## Problem description
Write out word for word the lines from the one holding "of the office" through the end of the data, and only those lines. Pictures stay out.
*** Source material Section Begins ***
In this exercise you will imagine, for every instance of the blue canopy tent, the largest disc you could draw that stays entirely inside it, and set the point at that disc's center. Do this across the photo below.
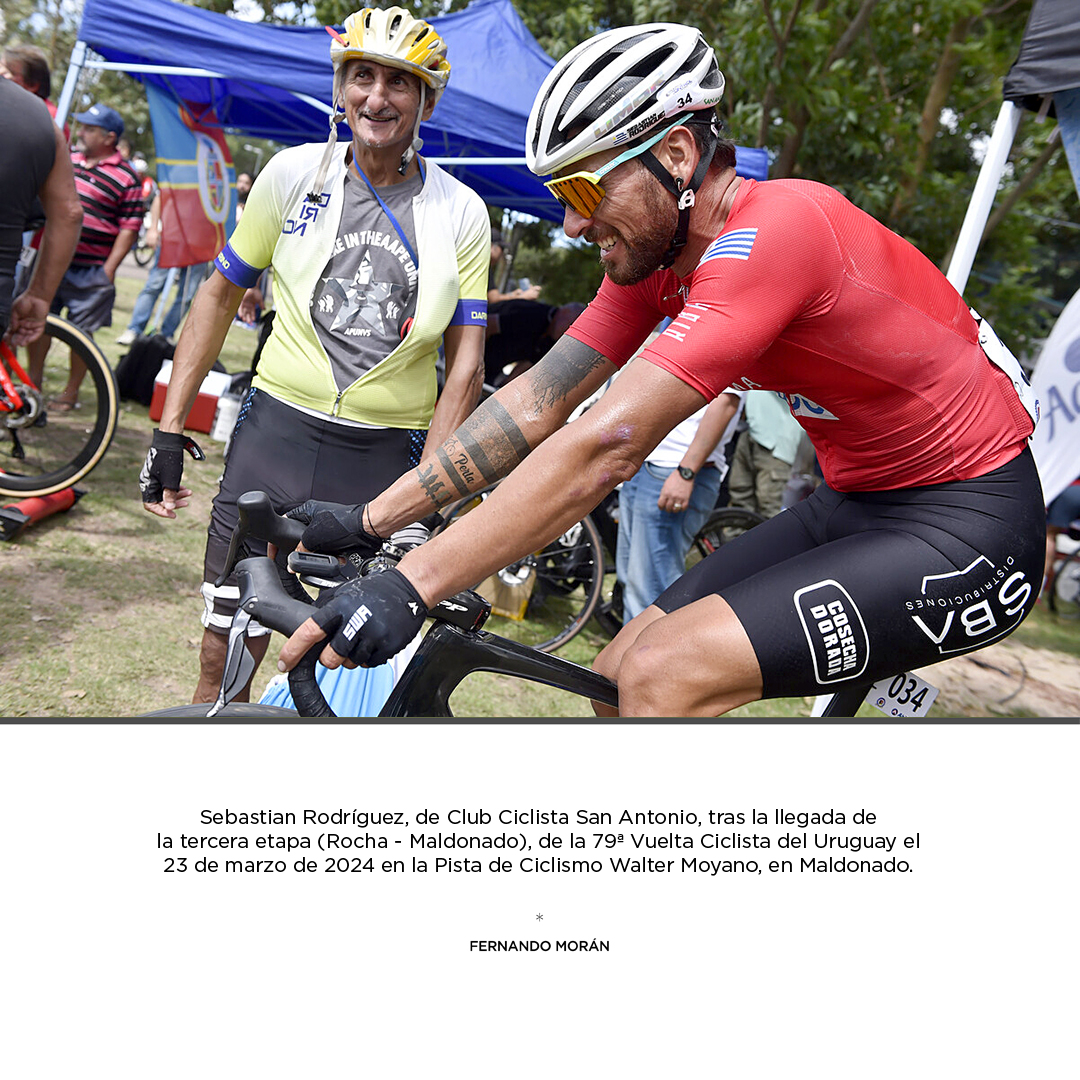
(274, 82)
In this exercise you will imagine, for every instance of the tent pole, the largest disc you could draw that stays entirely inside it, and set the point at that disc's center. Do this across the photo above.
(982, 198)
(75, 69)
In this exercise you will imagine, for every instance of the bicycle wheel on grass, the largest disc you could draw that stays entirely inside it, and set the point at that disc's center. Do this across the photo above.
(549, 595)
(1065, 588)
(46, 450)
(723, 525)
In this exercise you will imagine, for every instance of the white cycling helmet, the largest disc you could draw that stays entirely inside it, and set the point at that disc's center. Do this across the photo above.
(615, 88)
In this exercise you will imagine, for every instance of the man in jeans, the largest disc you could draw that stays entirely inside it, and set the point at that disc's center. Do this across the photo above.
(109, 190)
(765, 454)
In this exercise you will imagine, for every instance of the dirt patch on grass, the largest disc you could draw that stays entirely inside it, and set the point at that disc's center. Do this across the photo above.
(1008, 679)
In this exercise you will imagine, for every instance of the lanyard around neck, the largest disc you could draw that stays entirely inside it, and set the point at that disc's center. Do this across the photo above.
(386, 208)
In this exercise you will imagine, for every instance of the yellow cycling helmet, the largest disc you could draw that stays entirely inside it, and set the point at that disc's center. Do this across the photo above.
(393, 37)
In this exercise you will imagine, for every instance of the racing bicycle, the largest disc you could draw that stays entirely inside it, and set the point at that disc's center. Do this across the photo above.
(46, 449)
(1064, 588)
(553, 593)
(455, 645)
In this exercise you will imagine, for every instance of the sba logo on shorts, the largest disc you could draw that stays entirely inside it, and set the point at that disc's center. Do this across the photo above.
(835, 632)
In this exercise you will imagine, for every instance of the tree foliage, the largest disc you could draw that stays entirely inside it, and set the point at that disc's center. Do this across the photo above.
(891, 102)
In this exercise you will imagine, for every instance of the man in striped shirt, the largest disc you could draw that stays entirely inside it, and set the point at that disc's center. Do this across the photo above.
(110, 192)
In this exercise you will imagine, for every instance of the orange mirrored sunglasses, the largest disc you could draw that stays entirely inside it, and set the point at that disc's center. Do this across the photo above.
(583, 191)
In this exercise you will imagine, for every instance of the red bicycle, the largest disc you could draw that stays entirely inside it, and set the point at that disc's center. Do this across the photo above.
(49, 449)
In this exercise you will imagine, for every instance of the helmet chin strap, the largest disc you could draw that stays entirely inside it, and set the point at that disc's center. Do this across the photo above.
(685, 196)
(417, 142)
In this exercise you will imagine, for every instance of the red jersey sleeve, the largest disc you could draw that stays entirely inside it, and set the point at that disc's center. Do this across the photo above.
(621, 316)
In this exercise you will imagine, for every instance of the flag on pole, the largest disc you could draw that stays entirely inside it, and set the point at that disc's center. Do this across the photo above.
(1056, 382)
(198, 183)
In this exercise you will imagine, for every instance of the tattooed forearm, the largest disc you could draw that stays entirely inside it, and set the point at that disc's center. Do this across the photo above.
(433, 486)
(563, 369)
(490, 442)
(486, 446)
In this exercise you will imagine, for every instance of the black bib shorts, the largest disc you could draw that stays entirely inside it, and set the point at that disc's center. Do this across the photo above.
(865, 584)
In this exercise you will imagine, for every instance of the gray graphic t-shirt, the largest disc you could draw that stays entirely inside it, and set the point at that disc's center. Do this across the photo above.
(367, 291)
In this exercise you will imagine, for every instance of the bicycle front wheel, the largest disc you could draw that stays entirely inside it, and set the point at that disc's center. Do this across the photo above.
(548, 596)
(50, 449)
(1065, 588)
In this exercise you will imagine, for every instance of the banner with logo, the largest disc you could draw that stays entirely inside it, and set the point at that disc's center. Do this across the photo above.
(1056, 385)
(198, 183)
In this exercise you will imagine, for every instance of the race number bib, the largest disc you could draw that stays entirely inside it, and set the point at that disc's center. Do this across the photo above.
(999, 354)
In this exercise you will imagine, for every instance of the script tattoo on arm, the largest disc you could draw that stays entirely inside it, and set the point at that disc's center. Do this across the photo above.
(486, 446)
(490, 443)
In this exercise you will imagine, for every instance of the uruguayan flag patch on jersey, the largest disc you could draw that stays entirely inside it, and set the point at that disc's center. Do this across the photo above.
(731, 245)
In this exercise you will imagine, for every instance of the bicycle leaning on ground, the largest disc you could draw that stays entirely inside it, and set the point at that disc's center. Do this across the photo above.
(1063, 589)
(455, 646)
(46, 450)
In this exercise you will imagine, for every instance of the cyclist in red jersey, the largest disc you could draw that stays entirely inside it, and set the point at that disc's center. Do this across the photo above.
(928, 536)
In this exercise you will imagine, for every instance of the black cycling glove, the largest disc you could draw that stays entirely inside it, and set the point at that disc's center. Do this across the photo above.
(335, 528)
(163, 468)
(375, 617)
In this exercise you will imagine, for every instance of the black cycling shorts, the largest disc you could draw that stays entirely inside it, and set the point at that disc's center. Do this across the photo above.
(863, 585)
(294, 457)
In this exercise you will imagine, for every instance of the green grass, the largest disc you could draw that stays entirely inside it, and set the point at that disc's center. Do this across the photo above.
(102, 602)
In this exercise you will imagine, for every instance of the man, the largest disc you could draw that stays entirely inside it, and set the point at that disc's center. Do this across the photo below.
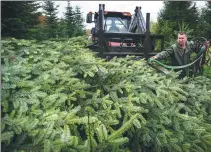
(113, 27)
(179, 53)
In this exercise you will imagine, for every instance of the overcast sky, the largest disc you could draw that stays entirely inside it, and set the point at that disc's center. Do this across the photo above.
(152, 7)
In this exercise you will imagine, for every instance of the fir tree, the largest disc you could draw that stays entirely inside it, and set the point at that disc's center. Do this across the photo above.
(18, 17)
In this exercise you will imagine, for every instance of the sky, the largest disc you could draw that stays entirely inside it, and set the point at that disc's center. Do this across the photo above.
(152, 7)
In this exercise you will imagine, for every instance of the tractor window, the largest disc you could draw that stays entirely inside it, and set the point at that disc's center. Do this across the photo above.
(116, 24)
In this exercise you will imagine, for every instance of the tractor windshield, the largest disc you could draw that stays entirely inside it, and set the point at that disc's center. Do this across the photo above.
(116, 24)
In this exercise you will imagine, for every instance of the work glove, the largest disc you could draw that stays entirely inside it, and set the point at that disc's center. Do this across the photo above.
(152, 59)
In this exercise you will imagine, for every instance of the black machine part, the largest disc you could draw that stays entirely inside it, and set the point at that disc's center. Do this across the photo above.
(138, 44)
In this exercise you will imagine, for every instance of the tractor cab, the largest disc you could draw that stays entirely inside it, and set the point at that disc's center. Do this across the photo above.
(116, 21)
(121, 34)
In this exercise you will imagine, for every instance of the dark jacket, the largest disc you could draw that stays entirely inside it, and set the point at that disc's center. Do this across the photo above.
(179, 56)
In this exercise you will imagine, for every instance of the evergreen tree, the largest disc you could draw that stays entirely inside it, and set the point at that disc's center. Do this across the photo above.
(207, 19)
(18, 17)
(179, 12)
(50, 11)
(69, 17)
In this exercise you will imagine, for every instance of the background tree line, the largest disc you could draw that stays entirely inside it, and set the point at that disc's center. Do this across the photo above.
(23, 19)
(183, 16)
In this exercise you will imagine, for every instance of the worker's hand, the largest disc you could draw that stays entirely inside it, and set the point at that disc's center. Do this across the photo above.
(151, 59)
(154, 57)
(207, 43)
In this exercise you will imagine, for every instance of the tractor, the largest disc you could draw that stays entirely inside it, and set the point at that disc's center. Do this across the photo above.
(122, 34)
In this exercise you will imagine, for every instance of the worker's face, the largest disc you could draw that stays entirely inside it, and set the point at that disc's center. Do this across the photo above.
(182, 39)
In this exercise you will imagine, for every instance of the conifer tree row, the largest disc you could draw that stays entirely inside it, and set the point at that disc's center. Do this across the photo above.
(58, 96)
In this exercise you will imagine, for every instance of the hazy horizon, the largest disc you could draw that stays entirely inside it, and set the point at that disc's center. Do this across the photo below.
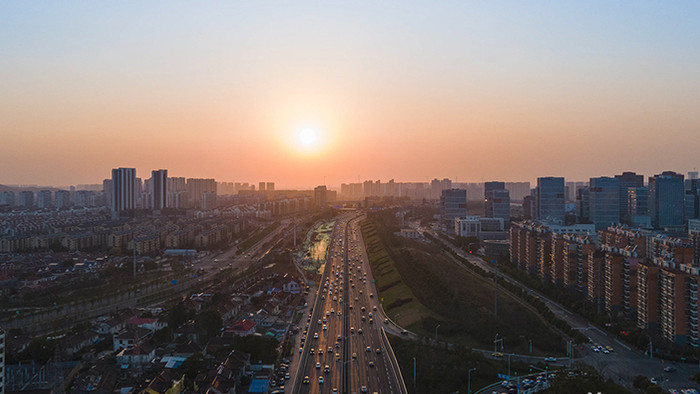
(295, 93)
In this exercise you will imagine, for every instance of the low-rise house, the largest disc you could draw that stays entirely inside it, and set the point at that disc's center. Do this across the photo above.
(130, 338)
(243, 328)
(136, 356)
(72, 344)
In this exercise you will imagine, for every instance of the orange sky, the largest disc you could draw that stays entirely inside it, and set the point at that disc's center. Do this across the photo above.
(469, 92)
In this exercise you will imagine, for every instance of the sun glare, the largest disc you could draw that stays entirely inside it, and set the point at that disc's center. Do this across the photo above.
(308, 138)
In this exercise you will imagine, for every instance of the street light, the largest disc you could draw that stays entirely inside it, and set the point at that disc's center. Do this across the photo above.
(469, 380)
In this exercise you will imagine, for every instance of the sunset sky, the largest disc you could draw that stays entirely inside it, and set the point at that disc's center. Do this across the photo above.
(506, 90)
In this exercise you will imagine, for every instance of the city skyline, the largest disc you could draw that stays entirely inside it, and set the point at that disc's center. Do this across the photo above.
(298, 94)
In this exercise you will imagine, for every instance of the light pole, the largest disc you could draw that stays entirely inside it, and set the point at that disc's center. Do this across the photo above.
(414, 373)
(469, 380)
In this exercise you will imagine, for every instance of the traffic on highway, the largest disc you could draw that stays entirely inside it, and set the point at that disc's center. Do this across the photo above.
(344, 348)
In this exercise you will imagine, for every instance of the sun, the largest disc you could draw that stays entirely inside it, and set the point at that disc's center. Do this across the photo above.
(308, 138)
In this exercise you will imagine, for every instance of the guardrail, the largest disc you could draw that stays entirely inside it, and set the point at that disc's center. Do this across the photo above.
(394, 363)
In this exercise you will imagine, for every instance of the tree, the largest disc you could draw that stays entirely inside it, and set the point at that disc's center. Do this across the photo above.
(654, 389)
(641, 382)
(191, 367)
(209, 322)
(177, 316)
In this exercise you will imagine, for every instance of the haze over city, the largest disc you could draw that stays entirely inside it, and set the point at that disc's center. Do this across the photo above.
(307, 93)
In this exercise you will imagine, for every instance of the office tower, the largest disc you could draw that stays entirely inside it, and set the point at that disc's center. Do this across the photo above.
(518, 190)
(123, 190)
(43, 199)
(2, 360)
(604, 201)
(583, 205)
(25, 199)
(197, 186)
(7, 198)
(692, 199)
(627, 180)
(208, 201)
(497, 201)
(453, 204)
(159, 186)
(107, 192)
(550, 199)
(666, 200)
(320, 196)
(63, 199)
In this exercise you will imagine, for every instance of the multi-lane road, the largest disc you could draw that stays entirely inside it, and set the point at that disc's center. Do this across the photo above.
(345, 349)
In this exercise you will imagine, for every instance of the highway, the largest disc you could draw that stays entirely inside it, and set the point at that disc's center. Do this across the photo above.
(621, 365)
(340, 332)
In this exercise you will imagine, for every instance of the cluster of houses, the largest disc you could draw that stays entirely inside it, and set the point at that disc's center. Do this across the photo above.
(137, 362)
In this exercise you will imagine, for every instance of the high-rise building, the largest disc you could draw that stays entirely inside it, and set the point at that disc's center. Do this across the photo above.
(453, 204)
(604, 201)
(7, 198)
(208, 201)
(63, 199)
(43, 199)
(497, 201)
(159, 184)
(25, 199)
(628, 180)
(197, 186)
(583, 205)
(2, 360)
(518, 190)
(320, 196)
(123, 190)
(666, 200)
(692, 199)
(550, 196)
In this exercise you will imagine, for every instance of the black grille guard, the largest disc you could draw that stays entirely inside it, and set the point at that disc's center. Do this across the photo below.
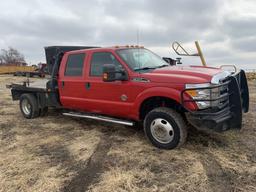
(234, 101)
*** Source material Section Ends ***
## Task result
In this exercise you will imagine, for every instance of the office tower, the largest disc you could draw that stays entirely inside it, and set the point at that disc's center. Do this across the photo above.
(518, 190)
(123, 190)
(43, 199)
(2, 360)
(604, 201)
(583, 205)
(25, 199)
(197, 186)
(7, 198)
(692, 199)
(627, 180)
(208, 201)
(497, 201)
(453, 204)
(159, 186)
(107, 192)
(550, 199)
(666, 200)
(320, 196)
(63, 199)
In this exercise you will imagine, for every instance of the multi-lane road, the largest disc you could draw that stays entirely inside it, and set the point at that disc's center. Do this across the photo above.
(345, 349)
In this exercise you will imagine, for every instance of the highway, the largest disc you could draw that stays entirely inside it, and set the point at that disc's center. Do this across the photo above.
(621, 365)
(340, 332)
In this exercise you will imagine, for every instance of the cluster of houses, the largest disc you could draw that stays entirely inside it, and set the point at that disc's center. Do this across the photo above.
(137, 362)
In this exercise you will imagine, for every instance of the high-rise building, the largest disc you could draw that stays entirely inside it, and set the point at that disc's center. Do this across the photo above.
(453, 204)
(604, 201)
(7, 198)
(208, 201)
(63, 199)
(43, 199)
(497, 201)
(159, 184)
(25, 199)
(628, 180)
(197, 186)
(583, 205)
(2, 360)
(518, 190)
(320, 196)
(123, 190)
(666, 200)
(692, 199)
(550, 196)
In this exercise you will imagine, for every instance of the black grille guard, the largest disc you could draw that stays entirely inside it, and set the point at that disc's center. Do this across the photo below.
(234, 101)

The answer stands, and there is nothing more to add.